• [Exercise instructions]:
Please rewrite the entries from the start through the line containing "box: [0, 112, 296, 136]", replacing "rough mask" with "coarse mask" and leaving everything else as it is.

Collected data:
+++

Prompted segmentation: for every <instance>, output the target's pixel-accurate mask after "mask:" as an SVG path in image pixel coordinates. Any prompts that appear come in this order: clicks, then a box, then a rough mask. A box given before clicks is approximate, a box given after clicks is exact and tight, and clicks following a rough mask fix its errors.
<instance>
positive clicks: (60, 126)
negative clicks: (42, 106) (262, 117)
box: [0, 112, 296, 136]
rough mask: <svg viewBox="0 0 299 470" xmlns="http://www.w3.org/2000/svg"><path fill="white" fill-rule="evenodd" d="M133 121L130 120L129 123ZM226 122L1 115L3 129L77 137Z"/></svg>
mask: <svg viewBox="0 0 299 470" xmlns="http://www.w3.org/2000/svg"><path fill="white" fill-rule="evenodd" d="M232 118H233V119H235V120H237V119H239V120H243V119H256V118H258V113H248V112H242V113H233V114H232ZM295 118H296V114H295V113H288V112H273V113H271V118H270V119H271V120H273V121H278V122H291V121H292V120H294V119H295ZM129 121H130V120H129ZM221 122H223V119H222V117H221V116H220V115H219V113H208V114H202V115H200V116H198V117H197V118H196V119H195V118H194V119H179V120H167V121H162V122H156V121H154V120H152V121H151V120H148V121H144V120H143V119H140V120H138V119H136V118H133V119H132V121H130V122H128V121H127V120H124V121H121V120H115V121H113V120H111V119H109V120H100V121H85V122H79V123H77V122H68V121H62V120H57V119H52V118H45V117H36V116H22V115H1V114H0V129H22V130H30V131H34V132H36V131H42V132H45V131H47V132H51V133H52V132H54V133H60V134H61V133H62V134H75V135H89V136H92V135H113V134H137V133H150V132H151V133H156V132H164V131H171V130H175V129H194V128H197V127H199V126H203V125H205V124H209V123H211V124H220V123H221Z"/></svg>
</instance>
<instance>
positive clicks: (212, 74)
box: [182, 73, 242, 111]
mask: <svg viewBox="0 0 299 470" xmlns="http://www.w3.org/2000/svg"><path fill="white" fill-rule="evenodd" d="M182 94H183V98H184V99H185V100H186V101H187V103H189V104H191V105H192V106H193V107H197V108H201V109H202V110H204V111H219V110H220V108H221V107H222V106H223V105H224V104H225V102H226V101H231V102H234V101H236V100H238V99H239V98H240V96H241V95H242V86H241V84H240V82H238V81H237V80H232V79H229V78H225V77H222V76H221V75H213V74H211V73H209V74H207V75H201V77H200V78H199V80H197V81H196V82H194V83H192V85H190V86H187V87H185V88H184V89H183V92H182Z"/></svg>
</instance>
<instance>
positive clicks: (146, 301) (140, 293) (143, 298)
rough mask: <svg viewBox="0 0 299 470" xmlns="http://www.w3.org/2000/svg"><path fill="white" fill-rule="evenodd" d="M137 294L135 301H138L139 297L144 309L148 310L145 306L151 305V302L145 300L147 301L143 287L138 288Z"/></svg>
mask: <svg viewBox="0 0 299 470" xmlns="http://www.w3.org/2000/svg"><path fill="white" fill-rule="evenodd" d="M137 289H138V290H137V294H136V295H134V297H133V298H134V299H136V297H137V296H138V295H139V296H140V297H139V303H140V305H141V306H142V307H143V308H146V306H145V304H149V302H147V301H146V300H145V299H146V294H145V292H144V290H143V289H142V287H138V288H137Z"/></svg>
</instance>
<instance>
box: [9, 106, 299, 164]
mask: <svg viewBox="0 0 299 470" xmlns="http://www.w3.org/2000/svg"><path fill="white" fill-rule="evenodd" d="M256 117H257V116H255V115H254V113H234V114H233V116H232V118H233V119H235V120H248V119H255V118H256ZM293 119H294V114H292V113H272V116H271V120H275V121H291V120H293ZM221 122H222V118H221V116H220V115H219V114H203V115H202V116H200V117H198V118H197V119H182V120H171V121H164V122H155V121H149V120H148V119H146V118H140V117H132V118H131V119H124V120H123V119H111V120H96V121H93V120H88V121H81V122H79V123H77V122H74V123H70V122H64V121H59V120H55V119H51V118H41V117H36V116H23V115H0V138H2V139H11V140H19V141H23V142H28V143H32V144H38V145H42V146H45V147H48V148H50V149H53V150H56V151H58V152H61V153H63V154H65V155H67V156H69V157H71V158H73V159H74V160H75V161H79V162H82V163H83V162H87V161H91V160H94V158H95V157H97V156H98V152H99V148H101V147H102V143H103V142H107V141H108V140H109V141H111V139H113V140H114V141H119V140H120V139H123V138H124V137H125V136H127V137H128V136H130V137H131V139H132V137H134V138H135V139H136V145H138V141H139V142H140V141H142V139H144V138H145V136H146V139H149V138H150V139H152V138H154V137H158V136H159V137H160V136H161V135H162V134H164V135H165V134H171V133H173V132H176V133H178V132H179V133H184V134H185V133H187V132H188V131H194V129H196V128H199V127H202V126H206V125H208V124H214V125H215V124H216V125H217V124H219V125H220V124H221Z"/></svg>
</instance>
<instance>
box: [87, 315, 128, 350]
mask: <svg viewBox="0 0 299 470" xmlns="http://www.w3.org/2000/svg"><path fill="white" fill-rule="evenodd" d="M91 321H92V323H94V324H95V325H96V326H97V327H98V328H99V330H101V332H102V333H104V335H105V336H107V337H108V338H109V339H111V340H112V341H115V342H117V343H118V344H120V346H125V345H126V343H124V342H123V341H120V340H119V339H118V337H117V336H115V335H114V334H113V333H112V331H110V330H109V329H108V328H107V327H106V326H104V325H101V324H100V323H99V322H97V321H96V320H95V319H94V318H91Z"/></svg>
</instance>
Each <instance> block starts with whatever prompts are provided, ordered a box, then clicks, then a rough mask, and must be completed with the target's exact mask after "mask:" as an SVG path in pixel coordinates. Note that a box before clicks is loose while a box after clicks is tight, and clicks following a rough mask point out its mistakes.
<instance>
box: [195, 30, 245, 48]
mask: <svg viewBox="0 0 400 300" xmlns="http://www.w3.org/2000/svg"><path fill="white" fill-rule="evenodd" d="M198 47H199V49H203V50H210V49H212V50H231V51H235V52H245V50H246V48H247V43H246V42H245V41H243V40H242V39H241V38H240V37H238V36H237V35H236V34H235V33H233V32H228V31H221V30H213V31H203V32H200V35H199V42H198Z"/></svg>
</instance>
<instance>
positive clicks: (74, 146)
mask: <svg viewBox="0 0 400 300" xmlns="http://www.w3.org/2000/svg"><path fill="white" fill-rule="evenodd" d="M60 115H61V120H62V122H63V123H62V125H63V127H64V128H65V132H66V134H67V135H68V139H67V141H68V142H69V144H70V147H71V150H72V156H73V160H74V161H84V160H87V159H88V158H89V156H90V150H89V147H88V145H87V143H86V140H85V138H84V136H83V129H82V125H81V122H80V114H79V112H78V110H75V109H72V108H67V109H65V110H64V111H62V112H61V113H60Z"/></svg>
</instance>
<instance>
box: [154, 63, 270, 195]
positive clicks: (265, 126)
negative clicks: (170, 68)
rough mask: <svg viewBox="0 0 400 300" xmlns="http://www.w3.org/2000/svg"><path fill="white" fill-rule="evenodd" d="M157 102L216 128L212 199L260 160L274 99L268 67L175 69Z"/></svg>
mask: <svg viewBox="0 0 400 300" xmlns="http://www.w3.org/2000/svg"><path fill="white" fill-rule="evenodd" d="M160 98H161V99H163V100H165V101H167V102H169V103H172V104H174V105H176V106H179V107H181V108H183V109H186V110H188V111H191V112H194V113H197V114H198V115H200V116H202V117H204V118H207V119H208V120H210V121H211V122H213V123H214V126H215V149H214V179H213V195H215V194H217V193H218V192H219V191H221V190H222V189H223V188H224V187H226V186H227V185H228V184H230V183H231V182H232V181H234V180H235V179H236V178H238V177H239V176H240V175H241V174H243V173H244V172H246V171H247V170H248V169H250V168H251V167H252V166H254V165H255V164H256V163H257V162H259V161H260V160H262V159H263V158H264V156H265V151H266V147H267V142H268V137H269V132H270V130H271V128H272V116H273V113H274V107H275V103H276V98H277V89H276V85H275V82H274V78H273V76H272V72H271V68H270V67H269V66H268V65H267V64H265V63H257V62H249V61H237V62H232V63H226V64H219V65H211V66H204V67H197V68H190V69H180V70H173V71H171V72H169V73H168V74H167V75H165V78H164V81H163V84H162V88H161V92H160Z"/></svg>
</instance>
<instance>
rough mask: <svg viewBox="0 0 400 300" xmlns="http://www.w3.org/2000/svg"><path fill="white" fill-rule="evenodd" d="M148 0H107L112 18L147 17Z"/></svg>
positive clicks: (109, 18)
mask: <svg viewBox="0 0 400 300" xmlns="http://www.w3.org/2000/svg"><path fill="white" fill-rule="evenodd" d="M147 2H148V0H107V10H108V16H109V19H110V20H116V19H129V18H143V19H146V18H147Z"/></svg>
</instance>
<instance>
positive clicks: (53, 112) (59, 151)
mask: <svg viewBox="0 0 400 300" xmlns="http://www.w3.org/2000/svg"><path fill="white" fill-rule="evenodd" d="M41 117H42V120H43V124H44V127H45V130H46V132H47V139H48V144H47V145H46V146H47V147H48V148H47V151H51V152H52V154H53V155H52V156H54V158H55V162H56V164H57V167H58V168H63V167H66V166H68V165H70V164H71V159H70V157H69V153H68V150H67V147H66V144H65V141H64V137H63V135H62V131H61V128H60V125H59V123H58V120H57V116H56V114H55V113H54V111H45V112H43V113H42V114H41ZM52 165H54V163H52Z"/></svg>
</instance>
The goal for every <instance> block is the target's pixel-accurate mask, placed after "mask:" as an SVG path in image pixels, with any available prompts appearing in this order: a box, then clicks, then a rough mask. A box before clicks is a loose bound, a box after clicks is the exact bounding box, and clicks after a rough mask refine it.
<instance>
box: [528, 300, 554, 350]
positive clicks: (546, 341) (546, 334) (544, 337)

+++

• [Output of the exercise]:
Prompted segmentation: for every <instance>, output the target's pixel-accurate mask after "mask:" as an SVG path in image pixel coordinates. Any prompts that appear come in this order: clicks, then a box, then a coarse mask. A box given before clicks is approximate, a box given after clicks is exact and tight, and clicks following a coarse mask fix its errors.
<instance>
positive clicks: (60, 126)
negative clicks: (42, 106) (262, 117)
box: [0, 112, 296, 136]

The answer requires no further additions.